LISTED ENTRIES
- - -

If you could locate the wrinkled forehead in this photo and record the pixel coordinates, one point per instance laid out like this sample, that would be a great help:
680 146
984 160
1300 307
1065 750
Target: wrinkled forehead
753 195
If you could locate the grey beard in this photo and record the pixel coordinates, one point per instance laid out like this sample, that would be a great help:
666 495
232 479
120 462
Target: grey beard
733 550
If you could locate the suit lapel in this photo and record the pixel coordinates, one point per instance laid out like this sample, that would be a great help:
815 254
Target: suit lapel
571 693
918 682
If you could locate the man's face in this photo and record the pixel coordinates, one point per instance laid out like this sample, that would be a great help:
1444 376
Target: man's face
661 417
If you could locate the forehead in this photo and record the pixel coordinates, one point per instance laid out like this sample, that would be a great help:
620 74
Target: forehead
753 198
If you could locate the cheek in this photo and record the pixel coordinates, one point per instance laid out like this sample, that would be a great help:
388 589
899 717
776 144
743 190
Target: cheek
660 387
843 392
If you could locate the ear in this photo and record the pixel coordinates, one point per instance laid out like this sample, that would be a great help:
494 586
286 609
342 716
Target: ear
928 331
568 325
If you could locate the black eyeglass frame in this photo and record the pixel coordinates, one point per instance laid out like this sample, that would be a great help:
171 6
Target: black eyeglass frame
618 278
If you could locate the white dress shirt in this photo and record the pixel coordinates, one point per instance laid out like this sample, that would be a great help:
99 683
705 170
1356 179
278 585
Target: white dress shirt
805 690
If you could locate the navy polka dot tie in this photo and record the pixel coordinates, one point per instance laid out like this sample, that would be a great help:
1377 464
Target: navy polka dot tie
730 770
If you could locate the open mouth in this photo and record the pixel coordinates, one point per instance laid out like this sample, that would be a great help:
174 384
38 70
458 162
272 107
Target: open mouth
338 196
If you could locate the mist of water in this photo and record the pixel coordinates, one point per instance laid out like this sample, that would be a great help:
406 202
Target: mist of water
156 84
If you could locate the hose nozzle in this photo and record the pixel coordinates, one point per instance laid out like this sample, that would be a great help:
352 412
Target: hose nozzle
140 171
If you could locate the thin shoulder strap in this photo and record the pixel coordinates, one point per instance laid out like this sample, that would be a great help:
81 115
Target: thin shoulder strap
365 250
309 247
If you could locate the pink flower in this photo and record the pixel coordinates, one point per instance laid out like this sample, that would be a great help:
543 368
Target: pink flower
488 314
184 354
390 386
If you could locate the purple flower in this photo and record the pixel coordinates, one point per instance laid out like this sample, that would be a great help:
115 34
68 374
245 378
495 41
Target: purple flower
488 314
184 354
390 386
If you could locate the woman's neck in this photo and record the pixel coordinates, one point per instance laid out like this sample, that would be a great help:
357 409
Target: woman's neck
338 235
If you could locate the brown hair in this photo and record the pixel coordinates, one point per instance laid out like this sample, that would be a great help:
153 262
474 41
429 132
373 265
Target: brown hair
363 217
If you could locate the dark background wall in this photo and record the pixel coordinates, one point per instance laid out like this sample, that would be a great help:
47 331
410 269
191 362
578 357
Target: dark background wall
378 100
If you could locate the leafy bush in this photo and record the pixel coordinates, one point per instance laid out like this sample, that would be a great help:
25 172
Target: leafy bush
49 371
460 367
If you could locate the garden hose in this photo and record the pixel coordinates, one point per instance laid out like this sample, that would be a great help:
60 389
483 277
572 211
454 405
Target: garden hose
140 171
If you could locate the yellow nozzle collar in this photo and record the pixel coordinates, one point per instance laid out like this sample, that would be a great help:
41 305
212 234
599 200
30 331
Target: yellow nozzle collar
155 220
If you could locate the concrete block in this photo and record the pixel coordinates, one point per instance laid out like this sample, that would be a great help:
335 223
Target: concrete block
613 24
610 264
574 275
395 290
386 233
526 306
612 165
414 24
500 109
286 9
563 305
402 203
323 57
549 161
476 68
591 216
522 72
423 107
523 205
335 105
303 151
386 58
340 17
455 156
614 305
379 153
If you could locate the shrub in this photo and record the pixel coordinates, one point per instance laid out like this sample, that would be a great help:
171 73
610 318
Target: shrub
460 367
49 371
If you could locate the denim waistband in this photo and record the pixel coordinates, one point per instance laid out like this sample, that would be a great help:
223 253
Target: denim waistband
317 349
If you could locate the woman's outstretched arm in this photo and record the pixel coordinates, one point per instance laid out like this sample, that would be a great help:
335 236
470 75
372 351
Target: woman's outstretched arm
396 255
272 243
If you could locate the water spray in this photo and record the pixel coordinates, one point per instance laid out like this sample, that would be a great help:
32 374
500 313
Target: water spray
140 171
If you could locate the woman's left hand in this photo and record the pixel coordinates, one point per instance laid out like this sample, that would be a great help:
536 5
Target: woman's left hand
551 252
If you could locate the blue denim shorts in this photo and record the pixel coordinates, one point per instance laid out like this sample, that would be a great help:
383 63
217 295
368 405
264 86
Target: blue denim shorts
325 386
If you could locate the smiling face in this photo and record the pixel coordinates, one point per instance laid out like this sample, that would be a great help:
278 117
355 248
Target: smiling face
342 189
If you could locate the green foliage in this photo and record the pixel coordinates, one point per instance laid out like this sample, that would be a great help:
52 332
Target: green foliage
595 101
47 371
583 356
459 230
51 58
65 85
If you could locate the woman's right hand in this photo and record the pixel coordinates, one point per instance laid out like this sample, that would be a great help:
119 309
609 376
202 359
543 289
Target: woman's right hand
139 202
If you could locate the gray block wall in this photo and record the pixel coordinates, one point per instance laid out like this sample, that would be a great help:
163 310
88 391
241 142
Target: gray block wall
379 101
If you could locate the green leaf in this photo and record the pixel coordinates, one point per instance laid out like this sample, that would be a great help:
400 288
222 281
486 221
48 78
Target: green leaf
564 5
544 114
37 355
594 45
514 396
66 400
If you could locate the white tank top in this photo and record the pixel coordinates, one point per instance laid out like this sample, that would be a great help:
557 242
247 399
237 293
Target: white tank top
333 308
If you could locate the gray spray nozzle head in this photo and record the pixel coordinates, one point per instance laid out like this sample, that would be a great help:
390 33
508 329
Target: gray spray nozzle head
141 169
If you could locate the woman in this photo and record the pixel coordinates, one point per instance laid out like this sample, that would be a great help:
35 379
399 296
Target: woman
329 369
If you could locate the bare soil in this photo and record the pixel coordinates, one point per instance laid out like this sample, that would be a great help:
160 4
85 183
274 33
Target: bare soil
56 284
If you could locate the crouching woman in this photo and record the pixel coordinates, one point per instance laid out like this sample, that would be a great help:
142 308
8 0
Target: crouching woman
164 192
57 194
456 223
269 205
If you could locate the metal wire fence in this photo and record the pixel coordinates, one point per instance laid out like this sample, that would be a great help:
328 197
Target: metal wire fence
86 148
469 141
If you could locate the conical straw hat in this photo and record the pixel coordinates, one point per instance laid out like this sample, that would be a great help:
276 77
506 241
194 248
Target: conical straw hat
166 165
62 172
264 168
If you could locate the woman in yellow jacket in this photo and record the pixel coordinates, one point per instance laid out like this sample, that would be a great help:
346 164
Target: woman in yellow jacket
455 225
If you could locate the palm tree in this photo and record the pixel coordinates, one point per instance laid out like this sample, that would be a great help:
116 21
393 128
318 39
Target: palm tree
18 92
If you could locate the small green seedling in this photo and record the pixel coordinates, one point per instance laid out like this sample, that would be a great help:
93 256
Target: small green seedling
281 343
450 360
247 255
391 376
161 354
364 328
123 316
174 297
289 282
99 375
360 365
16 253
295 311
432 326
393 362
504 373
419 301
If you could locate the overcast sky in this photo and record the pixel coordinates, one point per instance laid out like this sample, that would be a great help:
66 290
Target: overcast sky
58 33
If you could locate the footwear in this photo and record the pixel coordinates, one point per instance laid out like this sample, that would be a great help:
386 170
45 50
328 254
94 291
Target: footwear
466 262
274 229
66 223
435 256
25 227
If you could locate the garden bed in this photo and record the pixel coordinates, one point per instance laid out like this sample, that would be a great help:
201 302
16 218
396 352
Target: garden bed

- - -

YOUR INSTRUCTIONS
Copy exactly the lines of the listing above, beginning at the line with "If you could locate the bare" and ending at its final line; write out nothing else.

ANSWER FOR THE TASK
If you could locate the bare soil in this photo and record the pixel coordinates, one point per instance laid out like this sample, that would be a great help:
160 4
85 183
274 33
Target: bare soil
56 284
If you could locate the crouching woman in this photo and record the pixel coordinates, one point per instance laid out like this sample, that would be a great help:
142 308
8 0
Target: crouching woman
164 192
57 194
456 223
269 205
If you could locate the metal wire fence in this photo and record the pixel coordinates, one point per instance laid out like this sample, that would be a great help:
328 197
Target: metal wire fence
86 148
469 141
If you could locate the conical straw hat in this photo and record the pixel coordinates, one point per instance laid out like this sample, that would be a great help:
276 77
506 241
194 248
Target: conical straw hat
166 165
62 172
264 168
If you could locate the woman in yellow jacket in this photo and record the pixel coordinates, one point per instance laid out like this sample, that would be a great help:
346 164
Target: woman in yellow jacket
455 225
If you could locate the palm tree in this photo and record the pixel coordinates, one point per instance laid out like this sample, that would be a great help:
116 21
393 128
318 39
Target: palm tree
18 92
If you could locate the small green seedling in this photo and record the pixel coordinates, one point per instance laid out like this sample, that would be a great help:
93 256
Target: small green seedling
281 343
450 360
247 255
391 376
161 354
364 328
123 316
174 297
289 282
99 375
360 365
16 253
295 311
432 326
393 362
504 373
419 301
If you could locate the overcast sky in this photo and record the pixel coordinates, one point per instance laid out like this sample, that would be a great help:
66 290
Target: overcast sky
58 33
If you could locate the footwear in this photo and record the pixel coordinates, one point per instance laid out like this sample, that would be a great help:
386 170
45 50
328 254
94 291
Target: footwear
466 262
274 229
66 223
435 256
25 227
If you could locate the garden bed in this photo and record the pixel coordinates, one point per instance laid out like this sample, that would be a great help:
201 302
16 218
396 352
Target: garden bed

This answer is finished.